** BEGIN Data for this task **
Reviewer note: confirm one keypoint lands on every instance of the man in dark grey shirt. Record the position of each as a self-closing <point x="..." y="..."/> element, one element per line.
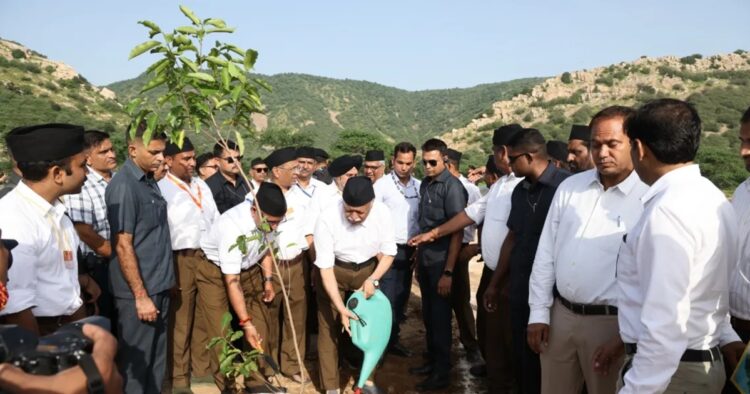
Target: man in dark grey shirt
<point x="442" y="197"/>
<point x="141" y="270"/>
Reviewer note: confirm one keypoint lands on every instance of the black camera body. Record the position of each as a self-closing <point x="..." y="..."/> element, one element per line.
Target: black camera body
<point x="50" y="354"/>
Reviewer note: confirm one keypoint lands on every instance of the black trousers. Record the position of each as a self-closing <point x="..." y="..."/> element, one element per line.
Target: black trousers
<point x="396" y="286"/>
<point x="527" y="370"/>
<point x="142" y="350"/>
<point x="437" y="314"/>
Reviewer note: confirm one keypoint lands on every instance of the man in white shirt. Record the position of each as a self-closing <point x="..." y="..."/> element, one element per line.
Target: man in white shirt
** END Data for this task **
* _What needs to be done_
Output the data above without changes, apart from leaving out the pictures.

* _Exercise output_
Reviewer note: confirm one keypoint lands on every instance of the man in dark grey shirt. Record the position of each as a self-closing <point x="..." y="..."/> element, one element per line.
Target: man in dark grey shirt
<point x="442" y="197"/>
<point x="141" y="270"/>
Reviewer note: confirm one keypoint lands on every instance of the black camera body. Record the position of each as a self-closing <point x="..." y="..."/> element, one element per line.
Target: black camera body
<point x="50" y="354"/>
Reviewer note: confirm one keypoint lands on every instance of the black trousers. Record the position of each as a self-closing <point x="..." y="..."/> element, one element per line.
Target: black trousers
<point x="396" y="286"/>
<point x="527" y="370"/>
<point x="142" y="350"/>
<point x="437" y="314"/>
Reviewer note: confirm one keypoint lands on every instance of the man in white shirt. Record the position of each as a self-closing <point x="..." y="..."/> element, one element per line.
Target: man in white shirt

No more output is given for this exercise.